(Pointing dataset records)
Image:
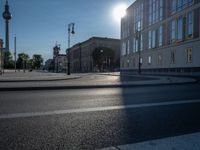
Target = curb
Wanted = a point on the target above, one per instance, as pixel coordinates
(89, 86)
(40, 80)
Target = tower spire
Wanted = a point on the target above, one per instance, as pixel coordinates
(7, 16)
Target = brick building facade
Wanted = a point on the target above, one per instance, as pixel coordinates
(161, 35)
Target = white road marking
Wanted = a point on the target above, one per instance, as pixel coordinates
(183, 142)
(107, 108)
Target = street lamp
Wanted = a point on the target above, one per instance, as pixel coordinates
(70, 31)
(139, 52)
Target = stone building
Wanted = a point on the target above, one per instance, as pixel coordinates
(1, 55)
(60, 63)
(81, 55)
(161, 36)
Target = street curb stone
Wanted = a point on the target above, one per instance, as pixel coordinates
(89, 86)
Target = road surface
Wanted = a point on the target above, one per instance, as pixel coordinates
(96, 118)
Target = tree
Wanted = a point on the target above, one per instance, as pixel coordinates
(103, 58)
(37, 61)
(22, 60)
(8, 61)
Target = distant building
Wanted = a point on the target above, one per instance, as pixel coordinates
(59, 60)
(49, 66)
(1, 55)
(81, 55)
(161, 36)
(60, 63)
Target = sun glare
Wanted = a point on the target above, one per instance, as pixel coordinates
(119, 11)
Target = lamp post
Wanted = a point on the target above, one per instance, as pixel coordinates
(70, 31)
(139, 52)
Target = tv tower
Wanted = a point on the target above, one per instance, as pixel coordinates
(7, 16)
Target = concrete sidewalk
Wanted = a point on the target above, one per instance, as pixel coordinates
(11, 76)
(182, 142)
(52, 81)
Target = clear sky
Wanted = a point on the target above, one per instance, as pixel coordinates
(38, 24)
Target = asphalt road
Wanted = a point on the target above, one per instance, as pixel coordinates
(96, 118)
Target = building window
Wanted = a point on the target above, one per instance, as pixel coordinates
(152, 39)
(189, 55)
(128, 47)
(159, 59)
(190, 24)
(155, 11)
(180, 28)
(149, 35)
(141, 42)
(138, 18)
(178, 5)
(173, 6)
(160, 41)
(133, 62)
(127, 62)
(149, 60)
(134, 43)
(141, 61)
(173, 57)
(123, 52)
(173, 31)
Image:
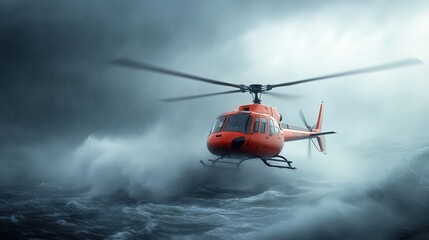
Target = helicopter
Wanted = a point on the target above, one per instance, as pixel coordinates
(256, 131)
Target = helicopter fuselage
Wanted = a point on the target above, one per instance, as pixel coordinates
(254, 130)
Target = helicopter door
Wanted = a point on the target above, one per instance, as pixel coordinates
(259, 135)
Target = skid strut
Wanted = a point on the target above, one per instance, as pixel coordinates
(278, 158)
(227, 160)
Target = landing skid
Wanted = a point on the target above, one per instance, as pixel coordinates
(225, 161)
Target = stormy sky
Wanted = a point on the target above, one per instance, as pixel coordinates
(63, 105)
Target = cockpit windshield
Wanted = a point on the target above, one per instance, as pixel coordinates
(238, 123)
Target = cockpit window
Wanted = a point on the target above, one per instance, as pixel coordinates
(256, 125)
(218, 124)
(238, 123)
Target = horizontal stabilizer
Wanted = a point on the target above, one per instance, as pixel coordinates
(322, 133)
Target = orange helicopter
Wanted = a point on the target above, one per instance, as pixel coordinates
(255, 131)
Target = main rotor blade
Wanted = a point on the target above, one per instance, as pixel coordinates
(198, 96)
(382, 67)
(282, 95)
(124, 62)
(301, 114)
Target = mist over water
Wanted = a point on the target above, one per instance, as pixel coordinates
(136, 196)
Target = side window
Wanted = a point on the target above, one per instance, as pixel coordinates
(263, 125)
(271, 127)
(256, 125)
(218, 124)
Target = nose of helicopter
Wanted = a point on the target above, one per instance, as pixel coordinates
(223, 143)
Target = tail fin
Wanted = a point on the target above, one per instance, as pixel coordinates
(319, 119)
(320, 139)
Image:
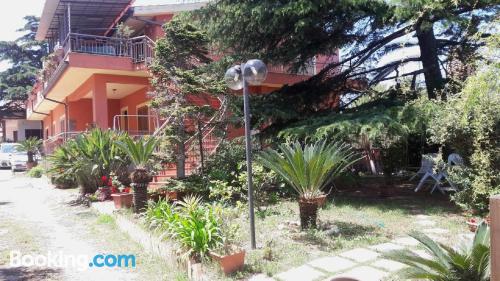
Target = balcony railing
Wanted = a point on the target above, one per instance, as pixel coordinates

(Written exercise) The lines to repeat start at the one holding "Target = landing skid" and run through the last line of the records above; write them out exactly, both ends included, but not the pictures.

(Result below)
Target = landing skid
Wanted = a point on the target above, one per instance, as pixel coordinates
(225, 161)
Target = stormy sky
Wanted = a point on the target above, one per instance, as pixel coordinates
(63, 105)
Target = cockpit windshield
Wanted = a point on the target above, one per instance, as pixel coordinates
(238, 123)
Target = cockpit window
Wanted = a point on the target above, one per instance, as pixel coordinates
(256, 125)
(218, 124)
(238, 123)
Target = horizontal stabilizer
Wanted = a point on the target above, one per instance, as pixel coordinates
(322, 133)
Target = orange helicopter
Wanted = a point on the target above, one per instance, as pixel coordinates
(255, 131)
Target = main rotor blade
Wanted = a point on the target above, one per instance, as pixel coordinates
(198, 96)
(382, 67)
(282, 95)
(124, 62)
(301, 114)
Target = mist over water
Wanted = a point on the target above, one per instance, as pixel coordinates
(136, 196)
Target = side window
Wanted = a point on the target above, one per instance, as pixel coordinates
(263, 125)
(271, 127)
(256, 125)
(218, 124)
Target = nose of helicopter
Wanted = a point on the target above, one per instance, as pixel coordinates
(223, 143)
Target = tail fin
Wanted = a point on the target above, one per instance, as pixel coordinates
(319, 119)
(320, 139)
Image:
Target = balcony railing
Wanted = a point on the target above, one per instance, as pixel coordinates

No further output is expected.